--- Brief ---
Could you write out every record below exactly, leaving out any pictures?

--- Information given ---
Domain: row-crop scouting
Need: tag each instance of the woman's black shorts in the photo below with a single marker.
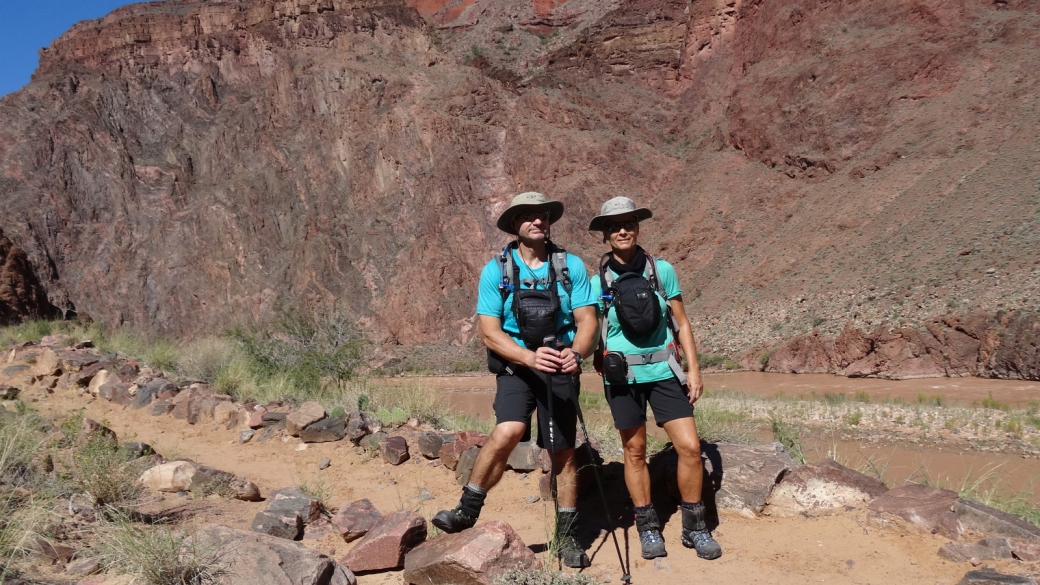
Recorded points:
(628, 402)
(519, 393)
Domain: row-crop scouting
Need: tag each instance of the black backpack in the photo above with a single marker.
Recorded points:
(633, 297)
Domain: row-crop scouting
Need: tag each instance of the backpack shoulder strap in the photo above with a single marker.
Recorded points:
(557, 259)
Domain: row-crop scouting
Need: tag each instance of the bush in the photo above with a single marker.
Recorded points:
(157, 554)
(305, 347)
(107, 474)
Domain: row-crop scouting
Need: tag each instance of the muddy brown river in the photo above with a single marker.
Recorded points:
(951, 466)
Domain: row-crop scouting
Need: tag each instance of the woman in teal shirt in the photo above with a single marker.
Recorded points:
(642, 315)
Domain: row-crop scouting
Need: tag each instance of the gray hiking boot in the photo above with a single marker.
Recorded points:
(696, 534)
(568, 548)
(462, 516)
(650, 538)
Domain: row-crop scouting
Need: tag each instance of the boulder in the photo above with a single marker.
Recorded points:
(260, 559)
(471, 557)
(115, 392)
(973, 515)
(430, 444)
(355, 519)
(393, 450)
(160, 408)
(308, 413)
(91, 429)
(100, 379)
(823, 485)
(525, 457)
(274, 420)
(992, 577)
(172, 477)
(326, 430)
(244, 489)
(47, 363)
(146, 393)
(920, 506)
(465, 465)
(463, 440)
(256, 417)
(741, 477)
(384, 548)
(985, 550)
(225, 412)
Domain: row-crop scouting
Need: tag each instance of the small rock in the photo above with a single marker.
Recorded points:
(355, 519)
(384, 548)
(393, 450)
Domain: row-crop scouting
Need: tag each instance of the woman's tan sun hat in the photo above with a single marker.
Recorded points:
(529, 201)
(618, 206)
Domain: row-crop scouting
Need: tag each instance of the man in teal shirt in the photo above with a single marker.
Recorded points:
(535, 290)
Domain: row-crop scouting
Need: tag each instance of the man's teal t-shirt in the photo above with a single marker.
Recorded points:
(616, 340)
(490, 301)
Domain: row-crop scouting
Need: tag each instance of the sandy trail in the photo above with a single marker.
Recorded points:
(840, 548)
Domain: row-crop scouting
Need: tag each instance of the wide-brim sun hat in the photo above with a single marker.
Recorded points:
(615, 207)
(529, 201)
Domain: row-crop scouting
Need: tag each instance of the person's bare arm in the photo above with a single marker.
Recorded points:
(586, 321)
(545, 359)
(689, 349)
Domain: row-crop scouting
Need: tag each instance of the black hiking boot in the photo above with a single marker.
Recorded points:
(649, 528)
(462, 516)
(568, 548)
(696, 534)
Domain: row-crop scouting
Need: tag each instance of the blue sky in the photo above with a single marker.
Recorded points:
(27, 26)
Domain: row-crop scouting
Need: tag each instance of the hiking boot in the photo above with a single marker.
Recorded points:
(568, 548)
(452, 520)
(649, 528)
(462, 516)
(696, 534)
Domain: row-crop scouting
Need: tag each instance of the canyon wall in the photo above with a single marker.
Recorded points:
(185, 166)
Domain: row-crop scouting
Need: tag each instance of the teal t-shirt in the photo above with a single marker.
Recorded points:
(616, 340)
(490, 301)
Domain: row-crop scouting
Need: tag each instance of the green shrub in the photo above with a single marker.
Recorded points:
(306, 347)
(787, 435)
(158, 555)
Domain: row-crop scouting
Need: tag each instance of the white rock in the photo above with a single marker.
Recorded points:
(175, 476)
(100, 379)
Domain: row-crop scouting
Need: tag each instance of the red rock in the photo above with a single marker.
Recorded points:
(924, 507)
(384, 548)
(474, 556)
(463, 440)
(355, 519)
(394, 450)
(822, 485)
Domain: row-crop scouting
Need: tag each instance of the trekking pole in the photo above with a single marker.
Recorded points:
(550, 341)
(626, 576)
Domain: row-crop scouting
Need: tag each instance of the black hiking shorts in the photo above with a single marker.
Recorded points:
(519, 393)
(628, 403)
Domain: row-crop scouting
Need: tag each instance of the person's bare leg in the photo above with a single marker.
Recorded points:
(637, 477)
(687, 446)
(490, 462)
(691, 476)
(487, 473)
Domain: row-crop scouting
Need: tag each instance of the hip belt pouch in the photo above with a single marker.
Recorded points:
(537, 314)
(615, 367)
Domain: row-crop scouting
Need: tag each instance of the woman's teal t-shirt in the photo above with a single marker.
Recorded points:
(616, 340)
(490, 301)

--- In response ---
Domain: row-crop scouting
Need: tag each instance of the woman's black shorts in the photo below with a single marker.
Recorded points:
(628, 402)
(519, 393)
Domain: row-crop scouting
Need: tag each instance of the black backpack in the photo above with a single marker.
Recorded points:
(633, 297)
Domain: row-crop scouting
Need: tag each instance of the backpack shoulder strap in the photo above with a single marker.
Recorded points:
(557, 259)
Domain: row-crop scouting
Need: tag each instance of the bush in the photo above with a single marker.
Recorded points:
(157, 554)
(305, 347)
(107, 474)
Domain: row-crop scouting
Need: tag each instance of the muddy brown river in the photo above with a single marker.
Recorded points:
(951, 466)
Domain: row-crop scouting
Need: tag each instance of the woman in teal shirt in the photo above with a single marker.
Recorded points:
(642, 315)
Domain: row-crop scouting
Need: tag each instance of the gray hiking boot in the photo above with a single marker.
Recorded points:
(696, 534)
(568, 548)
(462, 516)
(650, 538)
Domain: row-crop scouting
Need: tag each instance of the boulder in the photo above with a single marker.
Recorded points:
(260, 559)
(471, 557)
(115, 392)
(973, 515)
(430, 444)
(355, 519)
(393, 450)
(160, 408)
(308, 413)
(91, 429)
(100, 379)
(823, 485)
(525, 457)
(274, 420)
(992, 577)
(172, 477)
(326, 430)
(244, 489)
(47, 363)
(146, 393)
(920, 506)
(465, 465)
(463, 440)
(256, 417)
(741, 477)
(384, 548)
(985, 550)
(225, 412)
Domain: row-crop scouting
Need: tag each instance of the small rock in the photo above with a single marker.
Recorded points:
(355, 519)
(384, 548)
(393, 450)
Domain: row-crop scouting
Need: tag each instance of the woman's tan sun hat in the photo above with a single marker.
Recorded points:
(529, 201)
(618, 206)
Domain: row-crop scouting
Need: tag each instance of the man in teal shirt in the photo above with a single marker.
Recorded points:
(535, 290)
Domain: row-crop scouting
Need: tag each instance of the man's teal t-shirt in the photo above with a single marker.
Recorded points:
(616, 340)
(490, 301)
Domain: row-crop scouting
Need: tag each instance of the sandy trail in the photo above with a single marker.
Recorded points:
(840, 548)
Domain: row-crop scouting
Need: tag each instance of the wide-brim sun hat in the photo above with a single marker.
Recorded points:
(615, 207)
(529, 201)
Domain: row-crop scouting
Need: tag each instance of the person's bare arm in the photo above with a single marker.
Recorded points:
(586, 321)
(545, 359)
(689, 349)
Domain: row-crop scouting
Need: tag each instance of the black hiking boot in the photo above with a single marker.
Recorded points:
(649, 528)
(462, 516)
(568, 548)
(696, 534)
Domain: row-crop scouting
Need: tag each instance of the blue sky in the photo above with a single marker.
Recorded points:
(27, 26)
Domain: row-crop scouting
Need: tag each instance of the hiking boot in the photo above with a single marker.
Recorded points:
(568, 548)
(452, 520)
(649, 528)
(462, 516)
(696, 534)
Domain: row-crop scouting
Need: tag each instance of the canyon wall in the photo above with a single marker.
Recorded points:
(185, 166)
Domain: row-crop scouting
Need: tag each instance of the teal t-shirt in the photo above with a single marker.
Recorded points:
(616, 340)
(490, 301)
Domain: row-crop scouting
Need: tag each instance of the green shrub in the photo above with a single marker.
Recorded points:
(306, 347)
(787, 435)
(158, 555)
Domain: row-crop scouting
Need: tag each instance of the white rock in the photo above with a single marker.
Recorded points:
(175, 476)
(100, 379)
Domain: row-crop scouting
Need: tag each instance of the red rock in the photo above with a single marker.
Recorded points:
(924, 507)
(384, 548)
(474, 556)
(463, 440)
(355, 519)
(394, 450)
(822, 485)
Domain: row-crop scouting
Need: tag each instance of the trekking pole in the photo above with a single marker.
Recorded points:
(550, 341)
(626, 576)
Domain: row-crop scouting
Need: tag each instance of the black hiking shorts in the photo above with a single marker.
Recorded points:
(519, 393)
(628, 403)
Domain: row-crop scouting
Need: tag each instance of the person's bare leg in the photo above with a single marker.
Recorded points:
(637, 477)
(687, 446)
(490, 462)
(691, 476)
(487, 473)
Domain: row-crop scouting
Need: tag each instance of the hip belt pouch in the photo above with a single marker.
Recorded points:
(537, 314)
(615, 367)
Domain: row-crop scouting
Need: tag each instance of the woman's teal t-shirt in the photo above with a single marker.
Recorded points:
(616, 340)
(490, 301)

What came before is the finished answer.